• [Stated exercise]: Report every row of the material below that contains the word "line", copying each such row in full.
_____
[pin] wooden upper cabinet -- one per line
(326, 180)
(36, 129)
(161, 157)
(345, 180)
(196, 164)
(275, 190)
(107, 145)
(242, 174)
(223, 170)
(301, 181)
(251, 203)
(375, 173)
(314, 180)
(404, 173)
_____
• [Exercise response]:
[pin] wooden upper cabinet -- one per line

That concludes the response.